### DOCUMENT SECTION
☆ ☆ ☆ ☆
Intellectually, the project has aimed to develop fundamental new approaches to information storage and retrieval, as well as to pioneer new approaches to information sharing and metadata reuse across systems and types of information. The result has the potential to change fundamentally the way that information systems and services are used by individuals and how these systems interact with each other.

 

Our work has sought the broader impact of transforming the way that JISC services currently use and disseminates information. The developed systems and infrastructure comprising Cheshire will support not only the current generation of computing hardware, but will also support the "next generation" of computing devices embedded in everyday objects and so have the potential to impact all aspects of higher education services. The international nature of the collaboration has encouraged the greatest possible distribution and use of the systems and framework developed as part of JISC/NSF. This impact has been broadened by the open source nature of the software, which has encouraged independent development and use by Manchester Computing, UKOLN, etc.

 

The project's research innovations have had a number of specific impacts demonstrating the integration of access across domains. These include:

1.Management of vocabulary control in a cross-domain context. The Cheshire system is now able to map the searcher's notion of a topic to the terms or subject headings actually used to describe that topic in the database. The classification clustering technique developed as part of the project have been combined with probabilistic document retrieval algorithms to provide a cost-effective remedy which allows users to access unfamiliar metadata, including support for cross-thesauri and translingual retrieval. This is an alternative to the approach currently being investigated by HILT. The outcome has enabled a more direct connection between ordinary language queries ("query vocabularies") and indexing terms ("entry vocabularies") actually used to organize information in a variety of databases. These innovations are now implemented in a production environment as part of the Archives Hub, MerseyLibraries.org, etc., all of which support cross-thesauri retrieval without the expense associated with the development and maintenance of higher level thesauri. We are planning to implement this innovation as part of the JISC funded Information Environment Service Registry (IESR) which will be extended across all JISC datasets.
☆ ☆ ☆ ☆
### SOURCE MATERIAL
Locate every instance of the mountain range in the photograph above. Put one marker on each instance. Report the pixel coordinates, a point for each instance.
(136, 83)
☆ ☆ ☆ ☆
### WHAT IS NEEDED
Reproduce the part of the Cheshire project text starting with "Our work has" and going on through "Computing, UKOLN, etc.".

### FULL OUTPUT
Our work has sought the broader impact of transforming the way that JISC services currently use and disseminates information. The developed systems and infrastructure comprising Cheshire will support not only the current generation of computing hardware, but will also support the "next generation" of computing devices embedded in everyday objects and so have the potential to impact all aspects of higher education services. The international nature of the collaboration has encouraged the greatest possible distribution and use of the systems and framework developed as part of JISC/NSF. This impact has been broadened by the open source nature of the software, which has encouraged independent development and use by Manchester Computing, UKOLN, etc.